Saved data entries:

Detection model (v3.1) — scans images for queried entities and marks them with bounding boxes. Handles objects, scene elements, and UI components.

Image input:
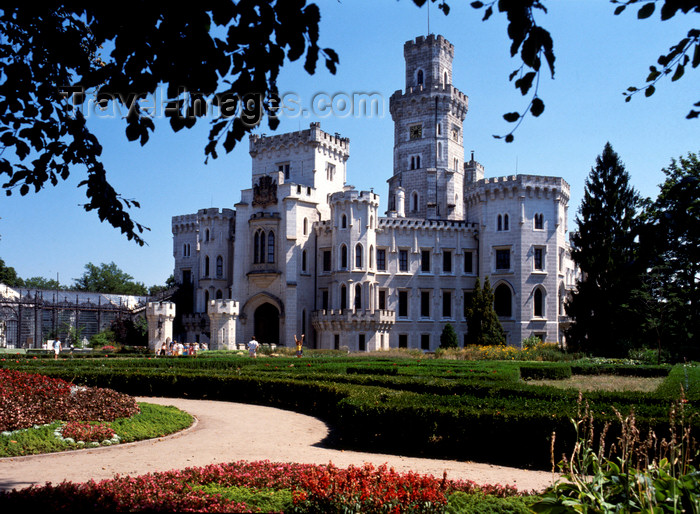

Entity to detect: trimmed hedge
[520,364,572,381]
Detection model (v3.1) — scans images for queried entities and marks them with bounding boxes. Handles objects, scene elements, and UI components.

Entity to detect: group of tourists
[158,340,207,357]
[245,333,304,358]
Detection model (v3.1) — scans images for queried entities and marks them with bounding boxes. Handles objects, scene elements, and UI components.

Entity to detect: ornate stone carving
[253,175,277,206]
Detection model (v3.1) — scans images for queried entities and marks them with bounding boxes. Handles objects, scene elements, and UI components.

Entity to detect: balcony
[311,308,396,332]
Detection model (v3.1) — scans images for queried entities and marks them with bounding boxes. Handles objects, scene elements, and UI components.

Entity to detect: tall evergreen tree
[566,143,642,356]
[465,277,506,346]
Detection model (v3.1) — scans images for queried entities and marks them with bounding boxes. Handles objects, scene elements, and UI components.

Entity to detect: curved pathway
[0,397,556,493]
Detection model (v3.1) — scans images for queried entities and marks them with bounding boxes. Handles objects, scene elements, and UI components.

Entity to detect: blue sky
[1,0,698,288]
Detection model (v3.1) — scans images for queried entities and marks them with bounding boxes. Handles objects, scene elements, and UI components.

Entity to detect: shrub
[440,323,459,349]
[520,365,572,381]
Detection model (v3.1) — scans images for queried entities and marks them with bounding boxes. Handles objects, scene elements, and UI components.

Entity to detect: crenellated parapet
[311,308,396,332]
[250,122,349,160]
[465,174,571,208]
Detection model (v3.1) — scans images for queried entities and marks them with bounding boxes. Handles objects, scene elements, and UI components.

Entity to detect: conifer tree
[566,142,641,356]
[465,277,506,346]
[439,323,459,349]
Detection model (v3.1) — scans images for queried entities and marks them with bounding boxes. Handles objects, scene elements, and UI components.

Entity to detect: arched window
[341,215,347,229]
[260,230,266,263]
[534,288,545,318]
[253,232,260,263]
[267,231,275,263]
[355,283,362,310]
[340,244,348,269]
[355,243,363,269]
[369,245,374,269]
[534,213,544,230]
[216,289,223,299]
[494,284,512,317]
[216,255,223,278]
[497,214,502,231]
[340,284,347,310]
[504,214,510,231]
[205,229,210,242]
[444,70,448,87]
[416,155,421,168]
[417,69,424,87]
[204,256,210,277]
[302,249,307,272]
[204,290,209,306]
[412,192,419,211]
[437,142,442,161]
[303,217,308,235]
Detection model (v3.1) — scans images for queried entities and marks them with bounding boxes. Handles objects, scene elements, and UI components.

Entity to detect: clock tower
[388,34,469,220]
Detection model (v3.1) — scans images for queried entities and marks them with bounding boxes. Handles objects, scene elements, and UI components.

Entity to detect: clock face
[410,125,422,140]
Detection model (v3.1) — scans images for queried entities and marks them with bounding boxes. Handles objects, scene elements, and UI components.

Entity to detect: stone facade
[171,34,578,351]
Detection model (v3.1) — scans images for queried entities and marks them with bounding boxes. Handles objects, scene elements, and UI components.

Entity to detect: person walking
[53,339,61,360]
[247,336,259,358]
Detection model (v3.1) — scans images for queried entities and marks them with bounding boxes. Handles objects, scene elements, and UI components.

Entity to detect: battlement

**ACTIVITY**
Please quote exactly the lines from the one containing "Entity to detect: arched window" through the last line of the records above, both included, and nothing else.

**EXPECTED ANSWER**
Entity to detect: arched window
[341,215,347,229]
[260,230,266,263]
[534,288,545,318]
[253,232,260,263]
[267,231,275,263]
[355,283,362,310]
[340,244,348,269]
[355,243,363,269]
[369,245,374,269]
[534,213,544,230]
[216,289,223,299]
[494,284,512,317]
[216,255,223,278]
[497,214,502,231]
[340,284,347,310]
[504,214,510,231]
[205,229,210,242]
[444,70,448,87]
[416,155,421,168]
[417,69,424,87]
[204,256,210,277]
[302,249,307,272]
[204,290,209,306]
[412,192,419,211]
[437,142,442,161]
[303,217,308,235]
Detection model (v3.1) — scans images for queried entities and marks them with bounding boxes. Handles objects, scene elements, and UI components.

Entity to detect: clock tower
[388,34,469,220]
Detection model (v3.1) — scans images for queried entities and marks them with bounding boxes. Handles objects, scene elements, and UI components.

Entity to detect: clock face
[410,125,422,140]
Detection model (v3.1) — scans images for queried entities and marks them with bounding boxes. Handles objects, scene elements, and UI components.

Entity to detect: stone facade
[171,34,578,351]
Detection model (v3.1) — scans images for queried entities and marks them with bounding boxes. Handles objects, scene elements, and UI components.

Entity to detect: person walking
[53,339,61,360]
[247,336,259,358]
Detection model (v3.1) — scans images for queried entities and marks them with bounding boxes. Handles objects, scene elements, and UI components.

Entity to detect: battlement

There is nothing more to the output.